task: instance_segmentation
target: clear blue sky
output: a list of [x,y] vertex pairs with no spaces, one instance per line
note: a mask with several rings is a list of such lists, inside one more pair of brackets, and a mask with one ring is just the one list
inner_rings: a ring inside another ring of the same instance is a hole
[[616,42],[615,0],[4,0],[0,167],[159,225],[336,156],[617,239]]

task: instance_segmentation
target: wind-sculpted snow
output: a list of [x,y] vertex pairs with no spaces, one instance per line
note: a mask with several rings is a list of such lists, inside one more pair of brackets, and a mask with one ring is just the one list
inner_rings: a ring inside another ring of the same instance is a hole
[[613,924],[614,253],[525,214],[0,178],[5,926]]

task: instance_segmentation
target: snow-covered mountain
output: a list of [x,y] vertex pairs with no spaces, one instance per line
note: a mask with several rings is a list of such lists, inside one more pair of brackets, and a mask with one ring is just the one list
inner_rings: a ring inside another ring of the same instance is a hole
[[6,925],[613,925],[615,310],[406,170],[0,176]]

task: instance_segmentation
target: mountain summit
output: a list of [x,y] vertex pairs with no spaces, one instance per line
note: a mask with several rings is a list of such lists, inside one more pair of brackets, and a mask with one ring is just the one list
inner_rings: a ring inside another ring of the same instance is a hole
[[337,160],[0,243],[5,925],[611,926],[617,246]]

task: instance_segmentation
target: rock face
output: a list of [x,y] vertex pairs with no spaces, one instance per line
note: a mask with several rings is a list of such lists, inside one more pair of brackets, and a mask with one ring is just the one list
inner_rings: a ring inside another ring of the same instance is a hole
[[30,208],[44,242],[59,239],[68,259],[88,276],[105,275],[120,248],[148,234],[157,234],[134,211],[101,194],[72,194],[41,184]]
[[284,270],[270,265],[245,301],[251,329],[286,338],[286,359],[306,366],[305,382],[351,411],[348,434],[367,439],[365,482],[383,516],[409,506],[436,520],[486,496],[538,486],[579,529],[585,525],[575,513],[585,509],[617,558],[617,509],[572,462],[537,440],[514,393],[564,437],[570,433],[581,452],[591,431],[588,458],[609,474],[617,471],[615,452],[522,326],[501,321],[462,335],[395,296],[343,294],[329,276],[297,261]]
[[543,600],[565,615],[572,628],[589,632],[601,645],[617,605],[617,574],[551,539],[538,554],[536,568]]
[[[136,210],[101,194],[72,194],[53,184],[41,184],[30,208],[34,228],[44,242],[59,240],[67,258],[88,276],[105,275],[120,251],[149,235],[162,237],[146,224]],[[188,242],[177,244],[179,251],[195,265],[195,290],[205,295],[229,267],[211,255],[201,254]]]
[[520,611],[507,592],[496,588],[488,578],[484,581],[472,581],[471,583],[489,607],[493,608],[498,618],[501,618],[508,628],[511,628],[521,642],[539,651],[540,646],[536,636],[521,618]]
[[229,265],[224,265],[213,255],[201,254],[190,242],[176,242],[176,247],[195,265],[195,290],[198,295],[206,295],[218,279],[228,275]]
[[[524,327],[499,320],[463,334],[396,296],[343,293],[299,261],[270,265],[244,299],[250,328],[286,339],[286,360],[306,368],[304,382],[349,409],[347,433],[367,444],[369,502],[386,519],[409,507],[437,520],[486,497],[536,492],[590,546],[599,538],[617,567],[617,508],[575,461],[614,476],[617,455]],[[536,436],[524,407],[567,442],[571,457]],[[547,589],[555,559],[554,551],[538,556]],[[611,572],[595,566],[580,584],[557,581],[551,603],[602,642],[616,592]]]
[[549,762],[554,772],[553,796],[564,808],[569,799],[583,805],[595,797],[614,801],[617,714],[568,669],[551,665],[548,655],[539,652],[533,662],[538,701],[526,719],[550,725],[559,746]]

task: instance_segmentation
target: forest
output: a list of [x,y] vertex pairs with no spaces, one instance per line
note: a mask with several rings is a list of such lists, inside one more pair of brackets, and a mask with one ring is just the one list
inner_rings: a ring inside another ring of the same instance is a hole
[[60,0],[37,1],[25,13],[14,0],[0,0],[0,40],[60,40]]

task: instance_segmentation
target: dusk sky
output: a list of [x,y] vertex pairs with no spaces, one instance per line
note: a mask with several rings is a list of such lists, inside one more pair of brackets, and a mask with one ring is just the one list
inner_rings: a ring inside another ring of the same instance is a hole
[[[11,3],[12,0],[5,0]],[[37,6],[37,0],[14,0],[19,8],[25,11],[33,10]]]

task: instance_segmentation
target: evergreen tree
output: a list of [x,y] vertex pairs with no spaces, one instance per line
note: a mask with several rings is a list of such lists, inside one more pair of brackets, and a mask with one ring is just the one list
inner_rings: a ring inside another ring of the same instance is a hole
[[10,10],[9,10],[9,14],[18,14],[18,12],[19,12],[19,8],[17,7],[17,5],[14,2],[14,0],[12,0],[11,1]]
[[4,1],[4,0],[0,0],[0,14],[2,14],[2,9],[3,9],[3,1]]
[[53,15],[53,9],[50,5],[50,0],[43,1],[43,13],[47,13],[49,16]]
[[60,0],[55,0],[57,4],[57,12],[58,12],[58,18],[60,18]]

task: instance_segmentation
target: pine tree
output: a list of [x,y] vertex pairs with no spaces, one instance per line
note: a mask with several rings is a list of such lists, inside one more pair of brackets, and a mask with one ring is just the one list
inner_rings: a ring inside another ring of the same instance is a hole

Written request: Please rescale the stretch of the material from its start through the line containing "[[337,160],[0,243],[5,925],[611,926],[617,246]]". Reproduce every line of it, changing only the vertex coordinates in the outlines: multiply each by 0.45 and round to a whole number, with halves rounded up.

Correct output:
task: instance_segmentation
target: clear blue sky
output: a list of [x,y] vertex pairs with no spaces, one instance per line
note: a mask with several rings is a list of such lists, inside one more pair of brackets, and a mask with one ring is just the one list
inner_rings: a ring inside another ring of the same instance is a hole
[[277,19],[277,0],[2,0],[0,75],[72,101],[151,70],[278,108]]

task: instance_segmentation
target: wind-sculpted snow
output: a list of [x,y] vertex pairs with no spaces, one instance per line
note: a mask with several rings is a list of such lists, inside one more pair of brackets, and a mask with one ring is just the one list
inner_rings: a ring inside another ring of the same instance is a hole
[[276,416],[276,114],[236,96],[0,80],[2,417]]

task: instance_segmentation
target: snow-covered mountain
output: a list of [x,y] vertex pairs with no spaces, one instance per line
note: a mask with several rings is a list of such lists, inside one more pair of brackets, and a mask with one ring is just the one list
inner_rings: a ring inside another ring of the same instance is a hole
[[3,416],[276,416],[277,140],[183,77],[0,79]]

task: instance_segmentation
target: mountain summit
output: a list of [x,y] vertex pairs with no spaces, one instance per line
note: a mask with several rings is a list of such lists, inside one more pair of brackets, and a mask with one ring is just the one list
inner_rings: a ring inside another ring of the same instance is a hole
[[152,72],[0,109],[2,416],[275,417],[278,111]]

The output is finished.